**PROBLEM DETAILS**
Which lines of the data below hold "painted"? Copy each of them.

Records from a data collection
######

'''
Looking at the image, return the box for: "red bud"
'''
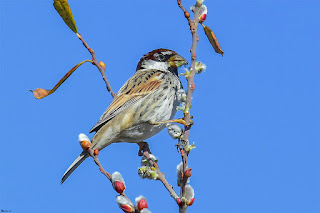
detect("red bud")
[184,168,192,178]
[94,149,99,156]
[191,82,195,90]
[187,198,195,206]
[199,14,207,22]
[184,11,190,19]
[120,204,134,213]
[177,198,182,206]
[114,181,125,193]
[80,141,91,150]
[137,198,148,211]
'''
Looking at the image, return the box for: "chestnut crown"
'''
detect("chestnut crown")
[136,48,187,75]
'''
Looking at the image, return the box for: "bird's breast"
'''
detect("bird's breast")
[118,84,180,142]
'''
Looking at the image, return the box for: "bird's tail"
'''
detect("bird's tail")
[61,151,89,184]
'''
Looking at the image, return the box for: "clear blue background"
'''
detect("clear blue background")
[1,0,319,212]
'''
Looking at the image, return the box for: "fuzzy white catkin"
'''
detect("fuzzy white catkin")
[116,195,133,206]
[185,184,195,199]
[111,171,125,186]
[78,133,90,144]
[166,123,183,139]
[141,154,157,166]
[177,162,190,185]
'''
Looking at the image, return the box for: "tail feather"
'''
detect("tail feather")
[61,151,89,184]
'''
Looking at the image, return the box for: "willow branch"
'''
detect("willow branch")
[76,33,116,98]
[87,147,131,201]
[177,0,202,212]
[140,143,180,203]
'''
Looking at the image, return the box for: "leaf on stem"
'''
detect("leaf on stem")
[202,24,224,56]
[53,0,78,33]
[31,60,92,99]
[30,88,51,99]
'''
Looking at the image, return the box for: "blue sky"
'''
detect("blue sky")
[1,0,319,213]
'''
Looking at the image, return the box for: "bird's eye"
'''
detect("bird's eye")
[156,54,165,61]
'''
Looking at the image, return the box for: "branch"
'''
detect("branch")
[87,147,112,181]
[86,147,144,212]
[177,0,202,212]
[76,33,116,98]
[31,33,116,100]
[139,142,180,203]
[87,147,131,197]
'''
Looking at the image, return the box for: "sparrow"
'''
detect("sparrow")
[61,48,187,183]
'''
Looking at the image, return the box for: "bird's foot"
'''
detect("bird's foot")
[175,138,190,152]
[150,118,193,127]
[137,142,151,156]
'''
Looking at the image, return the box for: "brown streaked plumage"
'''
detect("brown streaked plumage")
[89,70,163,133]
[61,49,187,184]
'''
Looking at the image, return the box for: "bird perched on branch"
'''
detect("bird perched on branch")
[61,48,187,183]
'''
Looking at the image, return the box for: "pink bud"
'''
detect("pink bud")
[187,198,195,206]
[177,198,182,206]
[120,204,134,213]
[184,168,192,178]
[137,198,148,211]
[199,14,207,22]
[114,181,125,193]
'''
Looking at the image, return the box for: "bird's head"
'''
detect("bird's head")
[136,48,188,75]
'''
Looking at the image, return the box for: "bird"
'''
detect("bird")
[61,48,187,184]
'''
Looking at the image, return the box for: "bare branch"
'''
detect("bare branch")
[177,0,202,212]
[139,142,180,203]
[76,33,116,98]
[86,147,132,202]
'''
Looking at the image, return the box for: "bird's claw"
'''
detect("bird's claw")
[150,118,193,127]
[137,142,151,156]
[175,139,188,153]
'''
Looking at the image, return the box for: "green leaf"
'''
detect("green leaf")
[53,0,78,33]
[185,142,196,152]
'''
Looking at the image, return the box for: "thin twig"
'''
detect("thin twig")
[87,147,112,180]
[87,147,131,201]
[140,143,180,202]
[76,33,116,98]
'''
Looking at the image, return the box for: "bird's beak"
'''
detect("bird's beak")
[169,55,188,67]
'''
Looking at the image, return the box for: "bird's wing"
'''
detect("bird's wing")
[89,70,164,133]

######

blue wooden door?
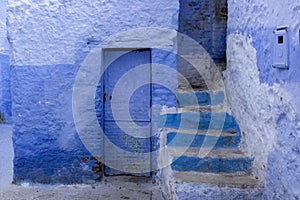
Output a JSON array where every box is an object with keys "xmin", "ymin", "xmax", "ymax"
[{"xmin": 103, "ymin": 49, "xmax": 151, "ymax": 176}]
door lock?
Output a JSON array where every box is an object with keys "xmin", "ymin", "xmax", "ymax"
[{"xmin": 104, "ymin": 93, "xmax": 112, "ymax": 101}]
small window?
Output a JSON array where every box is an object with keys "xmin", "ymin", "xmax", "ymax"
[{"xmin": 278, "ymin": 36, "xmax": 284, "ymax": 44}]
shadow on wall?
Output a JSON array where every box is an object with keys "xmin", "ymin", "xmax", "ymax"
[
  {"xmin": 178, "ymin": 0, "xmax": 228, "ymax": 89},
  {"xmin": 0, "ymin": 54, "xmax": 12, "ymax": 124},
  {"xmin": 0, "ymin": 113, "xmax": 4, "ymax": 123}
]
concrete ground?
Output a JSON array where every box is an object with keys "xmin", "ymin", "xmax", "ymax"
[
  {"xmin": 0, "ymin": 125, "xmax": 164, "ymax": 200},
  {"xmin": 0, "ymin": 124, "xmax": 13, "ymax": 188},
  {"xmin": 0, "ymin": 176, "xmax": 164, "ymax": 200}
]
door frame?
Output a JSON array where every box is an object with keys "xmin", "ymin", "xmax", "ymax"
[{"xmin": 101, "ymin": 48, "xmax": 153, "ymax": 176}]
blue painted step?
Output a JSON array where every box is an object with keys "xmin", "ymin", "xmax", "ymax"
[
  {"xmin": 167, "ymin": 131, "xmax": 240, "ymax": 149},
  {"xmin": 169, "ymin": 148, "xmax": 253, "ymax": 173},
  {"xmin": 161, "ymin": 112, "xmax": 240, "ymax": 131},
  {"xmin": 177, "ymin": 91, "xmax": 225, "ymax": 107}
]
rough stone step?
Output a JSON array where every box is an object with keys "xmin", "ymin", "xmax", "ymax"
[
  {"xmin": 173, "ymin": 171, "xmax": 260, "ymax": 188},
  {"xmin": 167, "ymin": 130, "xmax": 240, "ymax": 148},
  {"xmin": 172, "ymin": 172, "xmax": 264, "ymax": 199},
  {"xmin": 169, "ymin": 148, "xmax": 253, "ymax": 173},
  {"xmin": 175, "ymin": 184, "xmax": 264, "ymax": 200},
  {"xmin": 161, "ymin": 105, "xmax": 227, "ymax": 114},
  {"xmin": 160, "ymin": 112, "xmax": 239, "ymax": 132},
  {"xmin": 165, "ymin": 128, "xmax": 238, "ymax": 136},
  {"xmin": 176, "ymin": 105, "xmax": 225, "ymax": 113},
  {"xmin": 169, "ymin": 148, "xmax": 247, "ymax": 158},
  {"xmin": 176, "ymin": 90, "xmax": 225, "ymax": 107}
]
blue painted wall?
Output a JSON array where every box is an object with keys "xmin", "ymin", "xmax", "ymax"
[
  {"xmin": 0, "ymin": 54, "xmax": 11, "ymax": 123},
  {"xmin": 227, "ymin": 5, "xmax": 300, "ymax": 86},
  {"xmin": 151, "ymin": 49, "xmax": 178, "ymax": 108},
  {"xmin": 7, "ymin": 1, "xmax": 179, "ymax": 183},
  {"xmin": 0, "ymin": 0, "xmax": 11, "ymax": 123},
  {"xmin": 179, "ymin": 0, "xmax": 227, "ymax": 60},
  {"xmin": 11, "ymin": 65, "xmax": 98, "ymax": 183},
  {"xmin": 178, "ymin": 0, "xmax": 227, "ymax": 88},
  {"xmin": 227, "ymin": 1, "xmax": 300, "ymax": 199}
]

######

**TASK OUTPUT**
blue painted step?
blue painted wall?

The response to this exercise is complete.